### TO DO
Beginning with the first line below, output every record verbatim and leave out the images.

### Image-grounded pointing data
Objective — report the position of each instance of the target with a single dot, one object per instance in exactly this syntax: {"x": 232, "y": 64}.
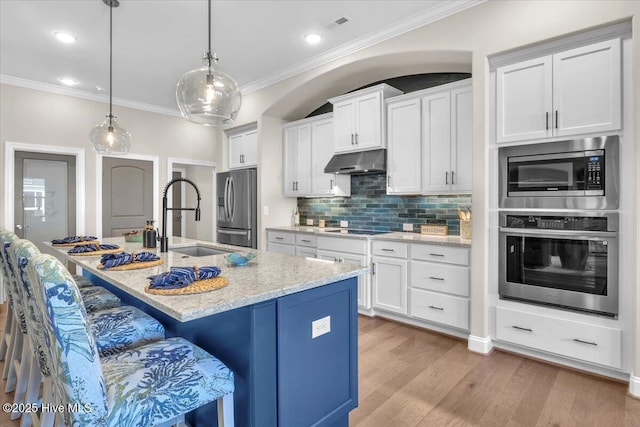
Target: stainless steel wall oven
{"x": 559, "y": 259}
{"x": 576, "y": 174}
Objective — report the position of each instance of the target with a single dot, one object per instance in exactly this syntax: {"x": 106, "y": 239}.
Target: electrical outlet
{"x": 320, "y": 327}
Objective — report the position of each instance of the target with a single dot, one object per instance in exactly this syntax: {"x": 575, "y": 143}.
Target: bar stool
{"x": 117, "y": 329}
{"x": 151, "y": 385}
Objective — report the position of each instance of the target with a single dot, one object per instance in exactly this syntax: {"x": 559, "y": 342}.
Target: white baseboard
{"x": 482, "y": 345}
{"x": 634, "y": 385}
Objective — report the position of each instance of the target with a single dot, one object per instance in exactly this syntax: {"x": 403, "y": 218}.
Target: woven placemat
{"x": 132, "y": 265}
{"x": 196, "y": 287}
{"x": 84, "y": 242}
{"x": 100, "y": 252}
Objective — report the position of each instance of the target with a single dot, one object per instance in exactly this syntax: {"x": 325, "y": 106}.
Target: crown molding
{"x": 60, "y": 90}
{"x": 440, "y": 11}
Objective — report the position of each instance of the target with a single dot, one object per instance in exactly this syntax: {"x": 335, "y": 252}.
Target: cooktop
{"x": 355, "y": 231}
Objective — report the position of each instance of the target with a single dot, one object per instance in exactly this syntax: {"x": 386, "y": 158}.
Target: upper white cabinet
{"x": 429, "y": 141}
{"x": 359, "y": 118}
{"x": 573, "y": 92}
{"x": 308, "y": 147}
{"x": 404, "y": 147}
{"x": 243, "y": 146}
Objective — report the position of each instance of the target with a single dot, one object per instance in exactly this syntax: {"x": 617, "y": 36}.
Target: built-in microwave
{"x": 576, "y": 174}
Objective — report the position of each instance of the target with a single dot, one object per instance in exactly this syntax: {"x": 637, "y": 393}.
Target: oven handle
{"x": 559, "y": 233}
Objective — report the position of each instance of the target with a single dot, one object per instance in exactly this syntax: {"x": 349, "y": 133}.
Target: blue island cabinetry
{"x": 283, "y": 376}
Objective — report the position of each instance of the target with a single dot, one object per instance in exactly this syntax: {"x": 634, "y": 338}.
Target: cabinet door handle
{"x": 546, "y": 120}
{"x": 585, "y": 342}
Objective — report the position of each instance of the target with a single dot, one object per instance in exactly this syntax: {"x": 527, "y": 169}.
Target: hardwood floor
{"x": 413, "y": 377}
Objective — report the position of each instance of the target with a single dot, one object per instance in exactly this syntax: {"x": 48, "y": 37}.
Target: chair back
{"x": 6, "y": 238}
{"x": 76, "y": 372}
{"x": 22, "y": 251}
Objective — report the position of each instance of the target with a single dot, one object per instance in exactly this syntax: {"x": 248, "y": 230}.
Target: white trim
{"x": 76, "y": 93}
{"x": 440, "y": 11}
{"x": 191, "y": 162}
{"x": 155, "y": 160}
{"x": 634, "y": 385}
{"x": 9, "y": 171}
{"x": 482, "y": 345}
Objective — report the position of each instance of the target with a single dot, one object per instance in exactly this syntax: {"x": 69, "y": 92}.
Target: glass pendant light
{"x": 207, "y": 95}
{"x": 108, "y": 137}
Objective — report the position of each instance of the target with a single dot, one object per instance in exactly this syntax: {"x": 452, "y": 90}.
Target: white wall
{"x": 35, "y": 117}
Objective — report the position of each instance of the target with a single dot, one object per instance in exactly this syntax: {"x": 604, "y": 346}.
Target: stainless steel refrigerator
{"x": 237, "y": 215}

### WORKED SOLUTION
Objective — report the position of each instance of the target with a single dot, one object per instance in exactly this syntax: {"x": 232, "y": 64}.
Target: stainless steel wall oven
{"x": 559, "y": 259}
{"x": 576, "y": 174}
Objective — report the position of each instance of the target with a single dot, one object per instance in exactly this syntax: {"x": 106, "y": 239}.
Target: electrical outlet
{"x": 320, "y": 327}
Objective — report the position of each instance of the target with a single dot, one object per instance in exactly this syntax: {"x": 575, "y": 143}.
Target: bar stool
{"x": 117, "y": 329}
{"x": 151, "y": 385}
Objective — report the position of each instance of the target with a single dot, one object per instance in exactly this syntax: {"x": 559, "y": 342}.
Target: white baseboard
{"x": 482, "y": 345}
{"x": 634, "y": 385}
Objective — report the position of each instance of the target with a single dot, one object per instance in exactly this syntax: {"x": 403, "y": 218}.
Target: woven placemat
{"x": 132, "y": 265}
{"x": 196, "y": 287}
{"x": 84, "y": 242}
{"x": 100, "y": 252}
Objective — report the position of each instance of the target with a single dot, one object per instance in exactly this syntax: {"x": 325, "y": 106}.
Target: crown molding
{"x": 60, "y": 90}
{"x": 440, "y": 11}
Objective — report the position of each instance of the target with a single dot, one object per instance in exactly this syntax: {"x": 335, "y": 252}.
Target: cooktop
{"x": 355, "y": 231}
Objective — report the position of each instance of the target with a single dot, one object per instance in exactly this syntax: {"x": 386, "y": 158}.
Target: upper white cabinet
{"x": 429, "y": 141}
{"x": 359, "y": 118}
{"x": 573, "y": 92}
{"x": 308, "y": 147}
{"x": 404, "y": 147}
{"x": 243, "y": 146}
Objective — report the position of each instance of the target with a single dot, one object per instance in exactly this syntax: {"x": 617, "y": 36}.
Target: built-in microwave
{"x": 576, "y": 174}
Objective — report the position of each instance of the target with a single dot, one object per instance in exactly this syntax: {"x": 637, "y": 393}.
Target: oven handle
{"x": 559, "y": 233}
Objective — report the position of each instance of the target with a single dot, one object per instance in exactly this syntax: {"x": 349, "y": 133}.
Target: blue island cabinetry
{"x": 283, "y": 376}
Objective — report the position of each instance of the target with a single dot, one object per instance in exactly this syntax: {"x": 634, "y": 338}.
Target: cabinet door handle
{"x": 546, "y": 120}
{"x": 585, "y": 342}
Objective — report the position of each instance of the target with a single dot, one object per instance in exactly this syntax: {"x": 527, "y": 169}.
Target: hardwood floor
{"x": 413, "y": 377}
Objective — report the position of each instance of the target with a single dot, one object per instance in exactly this syntax: {"x": 48, "y": 37}.
Target: chair back
{"x": 6, "y": 238}
{"x": 76, "y": 372}
{"x": 22, "y": 251}
Objective — report the position of each instance of the target with a single dot, one object per instance in exactly this syntax: {"x": 248, "y": 230}.
Target: white trim
{"x": 76, "y": 93}
{"x": 440, "y": 11}
{"x": 191, "y": 162}
{"x": 155, "y": 160}
{"x": 634, "y": 385}
{"x": 9, "y": 171}
{"x": 482, "y": 345}
Objective — report the position of each instance of the target with a single dot, one object per instance in exactly this syntax: {"x": 69, "y": 92}.
Target: glass pendant light
{"x": 207, "y": 95}
{"x": 108, "y": 137}
Objective — report the position of each instance of the target with a single dot, one object per instance in exactly this syntax: {"x": 452, "y": 90}.
Target: white wall
{"x": 35, "y": 117}
Objective — report the position of each instance of the target with a single dot, one object per instance in exactly this syntax: {"x": 604, "y": 346}.
Target: stainless steel refrigerator
{"x": 237, "y": 215}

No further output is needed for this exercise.